— Exercise instructions —
1. Rewrite the entertainment center post starting at "I also included" and ending at "I'm ok there.", swapping "wall mount" for "swivel arm".
2. In the entertainment center post, where does the writer plan to put the DVD player and cable box?
3. Carry on writing the entertainment center post from its last sentence.

[Start Excerpt]

# Entertainment Center Design



## wydors (Oct 27, 2011)

I am in the design phase of a built-in entertainment center. I need help!

I have included pics of the display shelf that I removed and the resulting space that I have. I was able to save the top and side trim pieces and plan to reuse them.

I also included very rough sketches of my current plan. The first file is a before/after of the general design and the second is slightly more detailed of the bottom portion.

The top part will house the flat-panel TV using a wall mount. I think I'm ok there. 

The bottom portion will house the other electronics (DVD player, cable box, game systems) and DVDs/games. I plan to put the DVD player and cable box in the open area in the middle for air flow and remote usage. I hope to have everything else hidden away.

The white pieces in the sketch are raised panel doors. I want them to match another built-in visible from the room. I plan to have them made for me. I feel like that is cheating a bit, but by the time I buy all the tools to make them correctly, it will be cheaper to buy them premade.

[End Excerpt]
[Start Record excerpts]

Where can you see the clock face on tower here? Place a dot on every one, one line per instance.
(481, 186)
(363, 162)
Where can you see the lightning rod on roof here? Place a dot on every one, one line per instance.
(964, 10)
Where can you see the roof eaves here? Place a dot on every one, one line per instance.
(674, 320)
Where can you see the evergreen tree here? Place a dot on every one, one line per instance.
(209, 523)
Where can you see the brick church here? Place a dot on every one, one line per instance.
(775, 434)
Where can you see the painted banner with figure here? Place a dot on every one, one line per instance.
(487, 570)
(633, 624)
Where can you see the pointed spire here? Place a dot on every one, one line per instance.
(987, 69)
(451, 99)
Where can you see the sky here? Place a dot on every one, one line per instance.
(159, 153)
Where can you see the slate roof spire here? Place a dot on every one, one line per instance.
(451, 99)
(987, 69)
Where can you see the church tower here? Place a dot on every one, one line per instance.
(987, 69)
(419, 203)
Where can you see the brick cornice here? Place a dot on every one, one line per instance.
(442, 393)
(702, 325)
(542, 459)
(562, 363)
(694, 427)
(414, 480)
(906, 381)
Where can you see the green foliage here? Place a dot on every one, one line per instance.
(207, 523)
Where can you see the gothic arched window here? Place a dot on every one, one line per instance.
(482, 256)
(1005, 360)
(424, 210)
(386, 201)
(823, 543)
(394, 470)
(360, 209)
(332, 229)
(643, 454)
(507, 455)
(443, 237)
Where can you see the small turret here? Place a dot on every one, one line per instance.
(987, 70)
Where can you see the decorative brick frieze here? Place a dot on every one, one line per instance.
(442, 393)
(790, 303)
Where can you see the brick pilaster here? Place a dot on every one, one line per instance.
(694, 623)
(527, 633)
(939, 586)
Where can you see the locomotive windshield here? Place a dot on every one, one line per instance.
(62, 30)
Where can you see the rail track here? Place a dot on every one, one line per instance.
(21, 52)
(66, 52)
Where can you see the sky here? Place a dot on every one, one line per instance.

[End Record excerpts]

— Responses by task —
1.
I also included very rough sketches of my current plan. The first file is a before/after of the general design and the second is slightly more detailed of the bottom portion.

The top part will house the flat-panel TV using a swivel arm. I think I'm ok there.

2. In the open area in the middle, for air flow and remote usage.

3.
This will be my first time to use face frames and that is throwing me off in the design process a little. Any help here would be appreciated.

Right now, I have the design done so that 1" of face frame is shown between each door. Is that enough or will it look silly?

I plan to have the raised panel doors have a 1/2" overlap on all sides. Reasonable?

I'm currently looking at KV TT100 side-mounted drawer slides. I want my drawers in the middle to measure 15.5" across on the inside and make the box from 1/2" ply. Based on this, I have figured on an opening of 17 9/16" and a drawer front of 18 9/16". Am I doing these figures correctly?

OK. That was very long-winded and I hope it all makes since. I have lots more questions to come. I'd really like to complete my design this weekend so I can start building early next week. It's Spring Break and my best chance to really knock out some work.


----------



## cabinetman (Jul 5, 2007)

I can't get those files to open. Can you post pictures?









 







.


----------



## wydors (Oct 27, 2011)

*2D drawings*

Cabinetman,

Thanks for the quick reply - as always. I sure wish I lived in So FL so I could glean knowledge from you. I guess I'll have to settle for the virtual advice.

I exported my sketchup file to jpgs. Hopefully you can see them now.

I forgot to mention a few things:

I am planning on a 2" base - like a toe-kick area except the whole think is already raised up on 1' of bricks. I thought a base wold help me in getting everything level on the bricks. Is this the way to go and is 2" the right amount?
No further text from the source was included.